● **Given passage**:

★ ★ ★ ★ ★

[ODE] Brakes and rotational damping

Matthew Harmon matt at ev-interactive.com
Thu Feb 9 16:07:50 MST 2006


>No; brakes bleed off existing energy as heat. That's very different.<

Well, they convert angular momentum into heat… that’s what I was getting at.
The point being that the energy “leaves” the system as far as ODE is
concerned so I didn't think the velocity manipulation "cheat" was really
that bad. (If I understand it all correctly.  And, as Chris points out any
change is angular velocity is, by definition, caused by a torque.)

> You should never look at the current angle of rotation; you should look at
the angular rotation speed (which is very different).<

Sorry… I meant to say angular velocity… and what you show is essentially
what I am doing.  The problem is that while scaling by angular velocity
conveniently takes sign and magnitued into account, it also makes the
effectiveness of the brake decrease as rotational velocity decreases.  I
believe braking power is mostly irrespective of rotational velocity (except
for heat build-up and material properties which I am not modeling.)  So,
instead, we apply a constant counter-torque (scaled by brake pressure) and
check for reversal... i.e. brakes are locked.  I didn’t really see another
way around that, but would love some other ideas.  It always feels wrong
when checking for sign reversal, etc.


-----Original Message-----
From: Jon Watte (ODE) [mailto:hplus-ode at mindcontrol.org]
Sent: Thursday, February 09, 2006 4:01 PM
To: Matthew Harmon
Cc: ode at q12.org
Subject: Re: [ODE] Brakes and rotational damping




Matthew Harmon wrote:

>   - Velocity-Based Damping: Grab the angular velocity, reduce it, and
> put it back.  This is easy, avoids “backlash”, but probably isn’t kosher
> and I imagine may result in non-physical behavior in ODE.  However, this
> is “sort of” how brakes behave – they simply reduce any existing
> rotational velocity.

No; brakes bleed off existing energy as heat. That's very different.

★ ★ ★ ★ ★

● **Dataset excerpts**:

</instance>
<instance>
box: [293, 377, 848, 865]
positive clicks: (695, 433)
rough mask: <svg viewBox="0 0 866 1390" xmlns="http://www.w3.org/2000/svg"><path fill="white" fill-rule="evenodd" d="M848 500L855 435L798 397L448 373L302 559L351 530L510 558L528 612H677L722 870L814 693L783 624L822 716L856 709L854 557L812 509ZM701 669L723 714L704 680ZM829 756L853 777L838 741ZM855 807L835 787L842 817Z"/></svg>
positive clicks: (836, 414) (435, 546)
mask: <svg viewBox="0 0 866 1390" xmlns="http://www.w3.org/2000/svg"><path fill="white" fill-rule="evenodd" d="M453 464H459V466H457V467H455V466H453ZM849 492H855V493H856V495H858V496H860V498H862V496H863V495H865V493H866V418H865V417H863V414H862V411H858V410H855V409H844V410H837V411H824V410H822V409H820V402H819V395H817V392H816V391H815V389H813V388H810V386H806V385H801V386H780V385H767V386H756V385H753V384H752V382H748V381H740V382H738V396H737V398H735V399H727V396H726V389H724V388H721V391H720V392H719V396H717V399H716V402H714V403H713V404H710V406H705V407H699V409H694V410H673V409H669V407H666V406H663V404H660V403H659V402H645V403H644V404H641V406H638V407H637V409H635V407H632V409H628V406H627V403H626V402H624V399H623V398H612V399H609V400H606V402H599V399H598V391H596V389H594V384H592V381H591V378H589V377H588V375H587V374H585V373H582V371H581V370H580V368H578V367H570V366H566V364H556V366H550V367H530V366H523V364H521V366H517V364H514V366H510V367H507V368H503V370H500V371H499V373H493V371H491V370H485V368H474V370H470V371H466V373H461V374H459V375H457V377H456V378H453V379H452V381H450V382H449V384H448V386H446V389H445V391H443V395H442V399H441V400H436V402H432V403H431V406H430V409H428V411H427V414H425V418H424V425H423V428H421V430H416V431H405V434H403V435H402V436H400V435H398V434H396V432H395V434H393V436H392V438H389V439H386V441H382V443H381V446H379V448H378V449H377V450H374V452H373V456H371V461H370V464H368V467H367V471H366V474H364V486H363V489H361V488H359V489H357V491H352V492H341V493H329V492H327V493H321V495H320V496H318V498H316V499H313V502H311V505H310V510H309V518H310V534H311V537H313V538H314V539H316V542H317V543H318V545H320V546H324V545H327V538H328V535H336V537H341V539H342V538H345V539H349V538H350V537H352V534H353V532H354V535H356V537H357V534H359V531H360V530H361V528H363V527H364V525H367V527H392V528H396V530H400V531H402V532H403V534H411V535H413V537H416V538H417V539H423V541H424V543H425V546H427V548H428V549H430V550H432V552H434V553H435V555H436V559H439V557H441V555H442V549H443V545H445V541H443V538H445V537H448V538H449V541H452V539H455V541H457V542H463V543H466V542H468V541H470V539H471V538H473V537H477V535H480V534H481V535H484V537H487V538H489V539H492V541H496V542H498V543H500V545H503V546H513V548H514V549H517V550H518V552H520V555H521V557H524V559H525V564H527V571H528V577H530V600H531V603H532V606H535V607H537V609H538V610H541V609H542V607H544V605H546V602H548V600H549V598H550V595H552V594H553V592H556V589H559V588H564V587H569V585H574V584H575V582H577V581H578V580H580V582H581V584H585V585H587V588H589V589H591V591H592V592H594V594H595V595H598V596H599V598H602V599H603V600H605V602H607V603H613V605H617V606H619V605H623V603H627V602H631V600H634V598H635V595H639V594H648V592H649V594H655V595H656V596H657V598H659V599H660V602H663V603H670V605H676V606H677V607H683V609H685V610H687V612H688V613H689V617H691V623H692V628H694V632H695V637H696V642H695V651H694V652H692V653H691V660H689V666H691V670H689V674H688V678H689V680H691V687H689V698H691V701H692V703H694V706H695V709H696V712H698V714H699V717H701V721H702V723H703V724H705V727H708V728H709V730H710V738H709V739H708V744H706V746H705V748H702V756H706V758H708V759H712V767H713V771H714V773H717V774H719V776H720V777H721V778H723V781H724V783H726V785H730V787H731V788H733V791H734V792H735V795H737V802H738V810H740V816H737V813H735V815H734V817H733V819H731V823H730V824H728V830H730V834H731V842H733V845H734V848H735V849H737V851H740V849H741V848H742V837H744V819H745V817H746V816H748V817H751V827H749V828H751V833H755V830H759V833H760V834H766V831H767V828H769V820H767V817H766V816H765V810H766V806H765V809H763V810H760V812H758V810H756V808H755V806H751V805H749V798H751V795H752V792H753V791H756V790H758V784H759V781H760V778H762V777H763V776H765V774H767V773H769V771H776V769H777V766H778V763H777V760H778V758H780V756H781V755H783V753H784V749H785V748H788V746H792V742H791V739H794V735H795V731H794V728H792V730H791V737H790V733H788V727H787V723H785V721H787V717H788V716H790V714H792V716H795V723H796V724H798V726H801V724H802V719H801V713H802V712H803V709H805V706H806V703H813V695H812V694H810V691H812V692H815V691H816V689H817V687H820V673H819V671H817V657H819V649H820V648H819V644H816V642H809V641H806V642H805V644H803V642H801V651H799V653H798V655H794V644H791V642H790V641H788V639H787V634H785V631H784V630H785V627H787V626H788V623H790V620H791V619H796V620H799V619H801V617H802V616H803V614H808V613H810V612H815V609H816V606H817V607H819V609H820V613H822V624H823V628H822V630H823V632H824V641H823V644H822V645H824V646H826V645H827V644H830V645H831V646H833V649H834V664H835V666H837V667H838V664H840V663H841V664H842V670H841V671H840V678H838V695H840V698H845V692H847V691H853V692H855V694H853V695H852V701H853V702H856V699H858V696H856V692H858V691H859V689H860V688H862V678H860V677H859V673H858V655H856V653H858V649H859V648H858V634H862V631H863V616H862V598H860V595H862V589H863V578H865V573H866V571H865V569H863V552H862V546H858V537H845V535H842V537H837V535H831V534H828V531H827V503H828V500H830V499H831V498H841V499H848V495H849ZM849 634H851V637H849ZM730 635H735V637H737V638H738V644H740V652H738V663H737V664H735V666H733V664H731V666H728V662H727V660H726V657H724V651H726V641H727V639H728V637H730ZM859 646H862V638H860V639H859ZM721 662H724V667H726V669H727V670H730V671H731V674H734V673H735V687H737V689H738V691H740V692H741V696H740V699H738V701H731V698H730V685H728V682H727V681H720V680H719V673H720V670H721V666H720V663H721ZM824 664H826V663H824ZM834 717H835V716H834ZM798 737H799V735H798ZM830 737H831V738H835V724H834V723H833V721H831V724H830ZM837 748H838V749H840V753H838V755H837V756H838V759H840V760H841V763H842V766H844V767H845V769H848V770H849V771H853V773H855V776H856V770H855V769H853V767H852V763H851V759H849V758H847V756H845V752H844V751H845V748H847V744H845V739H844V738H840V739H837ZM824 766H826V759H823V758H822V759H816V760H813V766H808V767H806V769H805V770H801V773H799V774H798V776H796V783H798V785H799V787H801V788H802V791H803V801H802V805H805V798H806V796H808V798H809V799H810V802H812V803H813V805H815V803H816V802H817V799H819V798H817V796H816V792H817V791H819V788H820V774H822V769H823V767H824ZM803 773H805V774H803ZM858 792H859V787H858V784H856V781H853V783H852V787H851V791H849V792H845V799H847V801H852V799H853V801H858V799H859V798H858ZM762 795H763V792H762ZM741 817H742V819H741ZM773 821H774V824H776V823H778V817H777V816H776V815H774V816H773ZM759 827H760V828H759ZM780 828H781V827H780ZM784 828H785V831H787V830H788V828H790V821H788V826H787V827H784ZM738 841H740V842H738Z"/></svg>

★ ★ ★ ★ ★

● **Work order 1**: In the ODE brakes message, list the header field names of the quoted original message.
● **Work order 2**: According to the ODE brakes message, braking power is mostly independent of what?
● **Work order 3**: Continue the ODE brakes message from where it stops.

● **Answer 1**: From, Sent, To, Cc, Subject

● **Answer 2**: Rotational velocity.

● **Answer 3**:
>   - Add “counter-torque”: Apply a torque opposing the current angle of
> rotation.  This works, but has the “backlash” problem where applying too
> much torque will cause the body to reverse it’s spin.  We check for
> backlash and “lock” the body if it switches direction… but this feels a
> little like a hack.

You should never look at the current angle of rotation; you should look
at the angular rotation speed (which is very different). If you take the
anngular rotation speed, scale it by some factor (that depends on the
mass of the body, and is negative) and apply it to the body as a torque,
this will apply a well-defined impulse during the next time step. If you
do this, and get a reversal of rotation direction once, then you will
get a reversal at each and every step (or you have a bug in your math).
That means your scaling factor is too big; you're breaking too much.

In reality, this works swimmingly in most cases:

   dReal const S = -0.02;
   dReal const * L = dBodyGetAngularVelocity( b );
   dReal m = get mass scalar from body
   dBodyAddTorque( b, L[0]*m*S, L[1]*m*S, L[2]*m*S );
   ..
   dWorldStep( 0.01 )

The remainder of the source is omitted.